Extract
The stock price of Apollo Hospitals Enterprise Ltd (AHEL) saw a 6.40 per cent decline on Tuesday following reports alleging a de-merger of pharmacy business by the company might hurt its minority shareholders. The company refuted the allegations and said value accretion from growth of the standalone pharmacy business, the front end of which was now undergoing a de-merger process, would "create significant value for AHEL shareholders."
It added that an eventual merger of Keimed — the pharmaceutical distribution company from which Apollo Pharmacy has been purchasing medicines and in which the promoters of Apollo Hospital Group held a stake — with the de-merged entity, Apollo Pharmacies Ltd, was never envisaged. Purchasing from the distribution firm had helped it achieve 2-3 per cent incremental margins as it was passed on from them to AHEL.
The company was responding to social media reports that the deal, announced last November, looks more like a parking exercise than a clean de-merger and it would hurt the pharmacy vision and minority shareholders. It has also made references to Apollo Pharmacy buying majority of its stocks from Keimed, which is connected to the promoters.

Records from a collection

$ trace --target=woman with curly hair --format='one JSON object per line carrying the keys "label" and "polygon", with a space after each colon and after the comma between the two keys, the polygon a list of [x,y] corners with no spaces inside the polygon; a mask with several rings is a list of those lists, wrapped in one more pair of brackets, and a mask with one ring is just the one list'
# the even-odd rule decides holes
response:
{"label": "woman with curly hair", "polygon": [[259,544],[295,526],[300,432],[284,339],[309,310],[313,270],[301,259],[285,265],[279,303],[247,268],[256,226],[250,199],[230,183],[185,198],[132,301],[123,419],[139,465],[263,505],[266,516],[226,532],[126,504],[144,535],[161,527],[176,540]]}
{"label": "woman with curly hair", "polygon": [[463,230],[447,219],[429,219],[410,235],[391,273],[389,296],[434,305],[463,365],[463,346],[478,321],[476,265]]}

Work to complete
A. List every organization named in the article on the Apollo pharmacy de-merger.
B. Return everything in the article on the Apollo pharmacy de-merger from "It added that" down to "them to AHEL.".
These records have no connection to the text.

Outputs for the tasks
A.
- Apollo Hospitals Enterprise Ltd (AHEL)
- Keimed
- Apollo Pharmacy
- Apollo Hospital Group
- Apollo Pharmacies Ltd

B.
It added that an eventual merger of Keimed — the pharmaceutical distribution company from which Apollo Pharmacy has been purchasing medicines and in which the promoters of Apollo Hospital Group held a stake — with the de-merged entity, Apollo Pharmacies Ltd, was never envisaged. Purchasing from the distribution firm had helped it achieve 2-3 per cent incremental margins as it was passed on from them to AHEL.